(SELECTED EXCERPT begins)

It’s impossible to know how many applicants go through each stage of every round of hiring. Meanwhile, you can’t tell whether a specific round resulted in a hire. And, crucially, it’s impossible for you to gauge your cost-per-hire.
Evergreen jobs also have a visibility issue. Candidates don’t want to see jobs that are old and presumably closed come up in their job board searches. A good search experience requires job boards to suppress older jobs. In other words, evergreen jobs become invisible.
Evergreen jobs can also turn candidates off of other positions in your company. A candidate may apply to an evergreen role at a time when you’re not hiring and never receive a response. Receiving no response or timeline for the hiring process makes candidates feel like your company isn’t interested in them. They’ll focus their efforts elsewhere on companies that are.
3. Tie every candidate to a job
Clear recruiting analytics provide a full pipeline picture of each of your jobs, but only if you tie candidates to specific jobs and move them through the system in real time.

(SELECTED EXCERPT ends)
(SUPPLIED ENTRIES begins)

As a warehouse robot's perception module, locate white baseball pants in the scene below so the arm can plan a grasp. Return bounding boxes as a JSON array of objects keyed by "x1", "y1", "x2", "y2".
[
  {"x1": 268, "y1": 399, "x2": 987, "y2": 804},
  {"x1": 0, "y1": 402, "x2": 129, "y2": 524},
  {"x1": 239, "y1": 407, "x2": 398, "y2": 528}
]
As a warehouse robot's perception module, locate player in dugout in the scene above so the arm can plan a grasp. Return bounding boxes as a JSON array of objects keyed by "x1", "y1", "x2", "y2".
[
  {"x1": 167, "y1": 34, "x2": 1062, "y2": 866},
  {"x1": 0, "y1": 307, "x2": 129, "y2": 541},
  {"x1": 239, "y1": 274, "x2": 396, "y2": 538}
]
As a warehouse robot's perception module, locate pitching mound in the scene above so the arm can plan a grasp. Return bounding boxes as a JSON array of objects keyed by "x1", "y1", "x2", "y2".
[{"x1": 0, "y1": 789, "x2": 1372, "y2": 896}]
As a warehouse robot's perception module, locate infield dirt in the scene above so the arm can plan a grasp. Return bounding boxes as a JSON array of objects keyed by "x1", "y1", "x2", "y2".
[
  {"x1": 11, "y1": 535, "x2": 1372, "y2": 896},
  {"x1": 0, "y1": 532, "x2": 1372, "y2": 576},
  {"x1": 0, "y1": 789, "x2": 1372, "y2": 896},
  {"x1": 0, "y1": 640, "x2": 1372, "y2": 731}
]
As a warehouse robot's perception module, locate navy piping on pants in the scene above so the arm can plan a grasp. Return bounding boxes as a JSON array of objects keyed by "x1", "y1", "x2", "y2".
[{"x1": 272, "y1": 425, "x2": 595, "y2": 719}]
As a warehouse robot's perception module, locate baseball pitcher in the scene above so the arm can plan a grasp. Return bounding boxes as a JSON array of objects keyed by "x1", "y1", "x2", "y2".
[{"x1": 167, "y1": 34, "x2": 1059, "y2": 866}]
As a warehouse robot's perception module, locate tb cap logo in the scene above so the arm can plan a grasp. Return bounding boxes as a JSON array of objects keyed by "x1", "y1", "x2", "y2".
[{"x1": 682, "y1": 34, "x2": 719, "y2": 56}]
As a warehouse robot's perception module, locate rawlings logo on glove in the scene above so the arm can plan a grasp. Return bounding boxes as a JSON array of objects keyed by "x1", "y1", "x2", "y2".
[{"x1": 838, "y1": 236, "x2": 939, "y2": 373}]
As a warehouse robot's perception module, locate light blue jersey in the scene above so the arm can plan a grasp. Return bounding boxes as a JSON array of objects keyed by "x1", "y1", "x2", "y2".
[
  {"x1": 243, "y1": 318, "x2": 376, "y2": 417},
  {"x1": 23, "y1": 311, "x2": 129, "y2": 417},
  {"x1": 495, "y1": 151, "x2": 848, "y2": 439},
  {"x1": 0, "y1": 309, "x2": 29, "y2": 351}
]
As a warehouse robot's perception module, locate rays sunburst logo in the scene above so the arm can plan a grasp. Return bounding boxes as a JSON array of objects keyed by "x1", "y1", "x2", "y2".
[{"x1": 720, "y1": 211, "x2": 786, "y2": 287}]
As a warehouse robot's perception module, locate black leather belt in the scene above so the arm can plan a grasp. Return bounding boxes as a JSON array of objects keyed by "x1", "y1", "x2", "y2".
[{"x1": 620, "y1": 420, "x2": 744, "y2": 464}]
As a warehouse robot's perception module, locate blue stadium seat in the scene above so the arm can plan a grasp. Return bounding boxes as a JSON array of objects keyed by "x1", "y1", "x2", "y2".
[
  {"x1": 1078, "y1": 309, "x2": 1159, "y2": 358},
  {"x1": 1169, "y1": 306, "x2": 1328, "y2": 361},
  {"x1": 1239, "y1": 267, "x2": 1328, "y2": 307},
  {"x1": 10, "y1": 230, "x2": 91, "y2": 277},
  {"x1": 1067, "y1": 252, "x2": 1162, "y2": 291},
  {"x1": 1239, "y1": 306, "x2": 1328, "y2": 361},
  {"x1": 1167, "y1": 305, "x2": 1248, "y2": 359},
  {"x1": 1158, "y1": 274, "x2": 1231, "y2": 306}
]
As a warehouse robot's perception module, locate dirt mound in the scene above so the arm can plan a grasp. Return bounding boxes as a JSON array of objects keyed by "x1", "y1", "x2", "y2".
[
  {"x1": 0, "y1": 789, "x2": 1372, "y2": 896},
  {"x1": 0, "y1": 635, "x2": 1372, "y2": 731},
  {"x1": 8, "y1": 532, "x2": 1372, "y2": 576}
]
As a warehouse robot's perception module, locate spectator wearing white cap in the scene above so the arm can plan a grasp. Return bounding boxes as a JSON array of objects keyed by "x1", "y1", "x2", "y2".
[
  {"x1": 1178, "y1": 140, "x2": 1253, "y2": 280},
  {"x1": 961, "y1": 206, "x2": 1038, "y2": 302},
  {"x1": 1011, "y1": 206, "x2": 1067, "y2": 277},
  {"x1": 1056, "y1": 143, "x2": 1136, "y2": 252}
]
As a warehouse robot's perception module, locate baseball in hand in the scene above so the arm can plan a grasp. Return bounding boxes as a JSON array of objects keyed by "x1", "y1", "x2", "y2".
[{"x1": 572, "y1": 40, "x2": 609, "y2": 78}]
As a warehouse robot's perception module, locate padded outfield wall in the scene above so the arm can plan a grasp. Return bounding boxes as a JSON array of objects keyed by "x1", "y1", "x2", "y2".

(SUPPLIED ENTRIES ends)

# [WORK REQUEST 1]
In the passage on evergreen jobs, what must job boards do to give candidates a good search experience?
# [WORK REQUEST 2]
Write what comes next in the passage on evergreen jobs, starting after its last sentence.

# [RESPONSE AREA 1]
They must suppress older jobs.

# [RESPONSE AREA 2]
It’s hard to get a picture of how candidates move through the hiring stages without an accurate record of it in the system. And it’s impossible to get a complete picture of any job if candidate information is missing from a job’s dataset altogether.
If you like to retarget candidates, you can’t do that without updating their status as rejected in the system. If you don’t retarget, there’s no point in tagging candidates, but collecting them in an applicant tracking system (e.g., Workday, SmartRecruiters) isn’t the answer. It muddies your analytics.
4. Incentivize clean data for clear recruiting analytics
Incentive structures for recruiters often focus on how many candidates they convert from one stage of the hiring process to the next. It’s perfectly logical, but it also prioritizes short-term gains over long-term gains.
In that structure, a candidate accepting an in-person interview after a phone interview is a win while a candidate declining is a loss. To avoid having that loss count against them, recruiters may wait until a candidate accepts an interview to advance them to the interview stage in the ATS.
But dropouts are important for data science too. High dropout rates and late-stage dropouts can signal an overly long hiring process or other problems that are turning candidates away. If candidates are declining phone interviews, for example, you need to know that. Everyone on your hiring team should update each candidate’s status in the ATS in real time.
Furthermore, you need all the data for accurate analytics. Research shows that 70% of all job listings result in a hire, which means nearly a third of all jobs go unfilled. To understand why that 30% don’t result in a hire, you need data on them. A better approach for the long term, therefore, is to incentivize clean data as well.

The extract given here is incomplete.